» **WHAT TO WORK ON**:
Transcribe the records below. Leave nothing out and change nothing.

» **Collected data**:
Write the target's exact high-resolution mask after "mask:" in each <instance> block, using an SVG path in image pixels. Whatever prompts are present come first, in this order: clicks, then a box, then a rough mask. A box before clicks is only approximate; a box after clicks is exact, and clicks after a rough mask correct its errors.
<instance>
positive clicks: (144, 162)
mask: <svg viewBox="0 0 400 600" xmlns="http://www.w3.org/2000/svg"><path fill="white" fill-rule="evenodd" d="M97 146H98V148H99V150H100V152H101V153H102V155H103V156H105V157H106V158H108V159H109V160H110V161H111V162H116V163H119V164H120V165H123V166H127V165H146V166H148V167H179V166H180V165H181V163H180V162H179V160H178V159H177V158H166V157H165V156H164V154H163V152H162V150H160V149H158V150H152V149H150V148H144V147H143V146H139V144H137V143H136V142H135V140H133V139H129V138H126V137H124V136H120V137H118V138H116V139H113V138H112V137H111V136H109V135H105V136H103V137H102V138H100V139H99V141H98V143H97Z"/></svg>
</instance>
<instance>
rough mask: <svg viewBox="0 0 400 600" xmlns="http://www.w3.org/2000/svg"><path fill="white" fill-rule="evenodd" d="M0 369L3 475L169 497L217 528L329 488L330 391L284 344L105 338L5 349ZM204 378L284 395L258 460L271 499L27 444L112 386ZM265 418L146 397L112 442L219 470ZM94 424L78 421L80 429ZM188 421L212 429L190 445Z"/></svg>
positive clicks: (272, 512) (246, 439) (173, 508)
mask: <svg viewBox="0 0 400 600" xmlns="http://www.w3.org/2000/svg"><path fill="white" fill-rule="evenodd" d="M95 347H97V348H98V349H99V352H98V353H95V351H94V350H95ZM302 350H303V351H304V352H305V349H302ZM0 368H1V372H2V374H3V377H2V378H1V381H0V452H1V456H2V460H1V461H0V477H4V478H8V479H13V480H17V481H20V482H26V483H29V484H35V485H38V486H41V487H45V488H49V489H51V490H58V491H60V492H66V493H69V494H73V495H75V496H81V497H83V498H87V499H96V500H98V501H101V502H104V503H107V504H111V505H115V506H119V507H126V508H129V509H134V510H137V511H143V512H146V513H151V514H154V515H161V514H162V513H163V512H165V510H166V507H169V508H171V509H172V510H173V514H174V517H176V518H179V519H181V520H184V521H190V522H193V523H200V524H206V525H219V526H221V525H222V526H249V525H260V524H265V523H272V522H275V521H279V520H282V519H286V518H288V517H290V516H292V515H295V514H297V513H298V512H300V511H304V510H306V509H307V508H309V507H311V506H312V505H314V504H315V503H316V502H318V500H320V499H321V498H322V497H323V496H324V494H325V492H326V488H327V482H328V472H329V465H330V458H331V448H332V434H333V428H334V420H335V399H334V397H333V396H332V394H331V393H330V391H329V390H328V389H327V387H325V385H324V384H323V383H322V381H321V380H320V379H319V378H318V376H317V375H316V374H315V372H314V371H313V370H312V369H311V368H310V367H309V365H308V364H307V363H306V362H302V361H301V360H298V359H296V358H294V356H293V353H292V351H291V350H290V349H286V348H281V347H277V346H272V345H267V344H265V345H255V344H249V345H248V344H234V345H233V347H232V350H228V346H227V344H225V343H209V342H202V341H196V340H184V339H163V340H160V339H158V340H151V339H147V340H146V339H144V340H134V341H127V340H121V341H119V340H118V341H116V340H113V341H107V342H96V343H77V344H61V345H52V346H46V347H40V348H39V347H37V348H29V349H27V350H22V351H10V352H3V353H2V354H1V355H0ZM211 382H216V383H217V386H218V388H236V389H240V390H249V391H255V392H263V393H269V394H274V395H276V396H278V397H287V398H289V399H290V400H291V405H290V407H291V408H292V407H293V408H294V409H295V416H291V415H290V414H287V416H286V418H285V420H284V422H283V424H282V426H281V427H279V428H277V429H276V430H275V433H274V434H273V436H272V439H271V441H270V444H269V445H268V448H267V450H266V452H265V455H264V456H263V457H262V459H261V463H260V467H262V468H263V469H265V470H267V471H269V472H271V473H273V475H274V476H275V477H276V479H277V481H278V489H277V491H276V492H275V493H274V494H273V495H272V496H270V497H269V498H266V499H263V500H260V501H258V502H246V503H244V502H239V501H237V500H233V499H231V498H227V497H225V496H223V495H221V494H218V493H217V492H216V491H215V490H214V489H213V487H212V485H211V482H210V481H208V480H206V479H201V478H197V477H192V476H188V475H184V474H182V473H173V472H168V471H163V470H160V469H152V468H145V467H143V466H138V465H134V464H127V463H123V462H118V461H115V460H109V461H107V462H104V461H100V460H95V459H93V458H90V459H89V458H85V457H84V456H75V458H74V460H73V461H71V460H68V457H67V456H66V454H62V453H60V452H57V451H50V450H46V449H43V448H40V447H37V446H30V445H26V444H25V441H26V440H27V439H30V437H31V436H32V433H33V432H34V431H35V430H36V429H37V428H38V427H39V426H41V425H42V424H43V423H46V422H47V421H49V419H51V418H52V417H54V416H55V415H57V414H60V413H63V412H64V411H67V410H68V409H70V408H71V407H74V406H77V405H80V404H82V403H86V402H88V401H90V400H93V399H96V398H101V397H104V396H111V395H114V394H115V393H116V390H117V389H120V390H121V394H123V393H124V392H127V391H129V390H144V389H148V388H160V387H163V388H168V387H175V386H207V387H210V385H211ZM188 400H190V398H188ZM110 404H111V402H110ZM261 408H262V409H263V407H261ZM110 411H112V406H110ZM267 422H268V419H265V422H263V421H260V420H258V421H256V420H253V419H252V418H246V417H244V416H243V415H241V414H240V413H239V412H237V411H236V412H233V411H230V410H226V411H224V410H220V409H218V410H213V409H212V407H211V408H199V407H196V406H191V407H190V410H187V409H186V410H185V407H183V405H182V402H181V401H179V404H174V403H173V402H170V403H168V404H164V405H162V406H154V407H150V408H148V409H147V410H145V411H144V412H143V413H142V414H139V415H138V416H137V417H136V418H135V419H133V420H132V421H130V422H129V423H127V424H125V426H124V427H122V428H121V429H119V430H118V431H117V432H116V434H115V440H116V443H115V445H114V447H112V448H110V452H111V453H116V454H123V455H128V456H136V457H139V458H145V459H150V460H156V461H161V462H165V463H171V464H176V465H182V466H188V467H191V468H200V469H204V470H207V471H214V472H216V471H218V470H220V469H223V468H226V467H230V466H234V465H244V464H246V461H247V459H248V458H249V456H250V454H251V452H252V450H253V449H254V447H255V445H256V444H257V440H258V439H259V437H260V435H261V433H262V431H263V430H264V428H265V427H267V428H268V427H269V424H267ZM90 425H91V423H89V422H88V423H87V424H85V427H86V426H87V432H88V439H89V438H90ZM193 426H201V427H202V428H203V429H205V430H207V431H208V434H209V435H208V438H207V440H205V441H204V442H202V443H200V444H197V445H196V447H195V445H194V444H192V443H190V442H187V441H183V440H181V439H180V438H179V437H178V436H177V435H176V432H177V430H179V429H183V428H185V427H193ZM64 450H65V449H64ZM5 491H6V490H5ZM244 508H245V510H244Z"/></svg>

» **RESPONSE AREA**:
Write the target's exact high-resolution mask after "mask:" in each <instance> block, using an SVG path in image pixels. Whatever prompts are present come first, in this order: clicks, then a box, then a rough mask. A box before clicks is only approximate; a box after clicks is exact, and clicks after a rough mask correct its errors.
<instance>
positive clicks: (144, 162)
mask: <svg viewBox="0 0 400 600" xmlns="http://www.w3.org/2000/svg"><path fill="white" fill-rule="evenodd" d="M97 146H98V148H99V150H100V152H101V153H102V155H103V156H105V157H106V158H108V159H109V160H110V161H111V162H116V163H119V164H120V165H123V166H127V165H146V166H148V167H179V166H180V165H181V163H180V162H179V160H178V159H177V158H166V157H165V156H164V154H163V152H162V150H160V149H158V150H152V149H150V148H144V147H143V146H139V144H137V143H136V142H135V140H133V139H129V138H126V137H124V136H120V137H118V138H116V139H113V138H112V137H111V136H109V135H105V136H103V137H102V138H100V139H99V141H98V143H97Z"/></svg>
</instance>
<instance>
rough mask: <svg viewBox="0 0 400 600" xmlns="http://www.w3.org/2000/svg"><path fill="white" fill-rule="evenodd" d="M0 369L3 475L169 497L217 528L329 488L330 391L284 344L105 338L5 349ZM204 378L284 395L258 460L271 499L27 444L112 386ZM265 418L146 397L112 442L219 470ZM94 424L78 421L80 429ZM188 421L212 429L190 445Z"/></svg>
positive clicks: (272, 512) (246, 439) (173, 508)
mask: <svg viewBox="0 0 400 600" xmlns="http://www.w3.org/2000/svg"><path fill="white" fill-rule="evenodd" d="M95 347H97V348H98V349H99V352H98V353H95V351H94V350H95ZM302 350H303V351H304V352H305V349H302ZM0 368H1V372H2V374H3V377H2V378H1V381H0V452H1V456H2V460H1V461H0V477H4V478H8V479H13V480H17V481H20V482H26V483H29V484H35V485H38V486H41V487H45V488H49V489H51V490H58V491H60V492H66V493H69V494H73V495H75V496H81V497H83V498H87V499H96V500H98V501H101V502H104V503H107V504H111V505H115V506H119V507H126V508H129V509H134V510H137V511H143V512H146V513H151V514H154V515H161V514H162V513H163V512H165V510H166V507H169V508H171V509H172V510H173V514H174V517H176V518H179V519H181V520H184V521H190V522H193V523H200V524H206V525H219V526H221V525H222V526H249V525H260V524H265V523H272V522H275V521H279V520H282V519H286V518H288V517H290V516H292V515H295V514H297V513H298V512H300V511H304V510H306V509H307V508H309V507H311V506H312V505H314V504H315V503H316V502H318V500H320V499H321V498H322V497H323V496H324V494H325V492H326V488H327V482H328V472H329V465H330V458H331V448H332V434H333V428H334V420H335V399H334V397H333V396H332V394H331V393H330V391H329V390H328V389H327V387H325V385H324V384H323V383H322V381H321V380H320V379H319V378H318V376H317V375H316V374H315V372H314V371H313V370H312V369H311V368H310V367H309V365H308V364H307V363H306V362H302V361H301V360H298V359H296V358H294V356H293V353H292V351H291V350H290V349H286V348H281V347H277V346H272V345H267V344H265V345H255V344H249V345H248V344H234V345H233V347H232V350H228V346H227V344H225V343H209V342H202V341H196V340H184V339H163V340H160V339H158V340H151V339H147V340H146V339H144V340H134V341H127V340H121V341H119V340H118V341H116V340H113V341H107V342H96V343H77V344H61V345H52V346H46V347H40V348H39V347H37V348H29V349H27V350H22V351H10V352H3V353H2V354H1V355H0ZM211 382H216V383H217V386H218V388H236V389H240V390H249V391H255V392H263V393H269V394H274V395H276V396H278V397H287V398H289V399H290V400H291V405H290V407H291V408H292V407H293V408H294V409H295V416H291V415H290V414H287V416H286V418H285V420H284V422H283V424H282V426H281V427H279V428H277V429H276V430H275V433H274V434H273V436H272V439H271V441H270V444H269V445H268V448H267V450H266V452H265V455H264V456H263V457H262V459H261V463H260V467H262V468H263V469H265V470H267V471H269V472H271V473H273V475H274V476H275V477H276V479H277V481H278V489H277V491H276V492H275V493H274V494H273V495H272V496H270V497H269V498H266V499H263V500H260V501H258V502H246V503H244V502H239V501H237V500H233V499H231V498H227V497H225V496H223V495H221V494H218V493H217V492H216V491H215V490H214V489H213V487H212V485H211V482H210V481H208V480H206V479H201V478H197V477H192V476H188V475H184V474H182V473H173V472H168V471H163V470H160V469H152V468H145V467H143V466H138V465H134V464H127V463H123V462H118V461H115V460H109V461H107V462H104V461H100V460H95V459H93V458H90V459H89V458H85V457H84V456H75V458H74V460H73V461H71V460H68V457H67V456H66V454H62V453H60V452H57V451H50V450H46V449H43V448H40V447H37V446H30V445H26V444H25V441H26V440H27V439H30V437H31V436H32V433H33V432H34V431H35V430H36V429H37V428H38V427H39V426H41V425H42V424H43V423H46V422H47V421H49V419H51V418H52V417H54V416H55V415H57V414H60V413H63V412H64V411H67V410H68V409H70V408H71V407H74V406H77V405H80V404H82V403H86V402H88V401H90V400H93V399H96V398H101V397H104V396H111V395H114V394H115V393H116V390H117V389H120V390H121V394H123V393H124V392H127V391H129V390H144V389H148V388H160V387H163V388H168V387H175V386H207V387H210V385H211ZM188 400H190V398H188ZM110 404H111V402H110ZM261 408H262V409H263V407H261ZM110 411H112V406H110ZM267 422H268V419H265V422H263V421H260V420H258V421H256V420H253V419H252V418H246V417H244V416H243V415H241V414H240V413H239V412H237V411H236V412H233V411H230V410H226V411H224V410H220V409H218V410H213V409H212V407H211V408H199V407H196V406H191V407H190V410H187V409H186V410H185V407H183V405H182V402H181V401H179V404H174V403H173V402H170V403H168V404H164V405H162V406H154V407H150V408H148V409H147V410H145V411H144V412H143V413H142V414H139V415H138V416H137V417H136V418H135V419H133V420H132V421H130V422H129V423H127V424H125V426H124V427H122V428H121V429H119V430H118V431H117V432H116V434H115V440H116V443H115V445H114V447H112V448H110V452H111V453H116V454H123V455H128V456H136V457H139V458H145V459H150V460H156V461H161V462H165V463H171V464H176V465H182V466H188V467H191V468H200V469H204V470H207V471H214V472H216V471H218V470H220V469H223V468H226V467H230V466H234V465H244V464H246V461H247V459H248V458H249V456H250V454H251V452H252V450H253V449H254V447H255V445H256V444H257V440H258V439H259V437H260V435H261V433H262V431H263V430H264V428H265V427H267V428H268V427H269V424H267ZM90 425H91V423H89V422H88V423H87V424H85V427H86V426H87V432H88V439H89V438H90ZM193 426H201V427H202V428H203V429H205V430H207V431H208V434H209V435H208V438H207V440H205V441H204V442H202V443H200V444H197V445H196V447H195V445H194V444H192V443H190V442H187V441H183V440H181V439H180V438H179V437H178V436H177V435H176V432H177V430H179V429H183V428H185V427H193ZM64 450H65V449H64ZM5 491H6V490H5ZM244 508H245V510H244Z"/></svg>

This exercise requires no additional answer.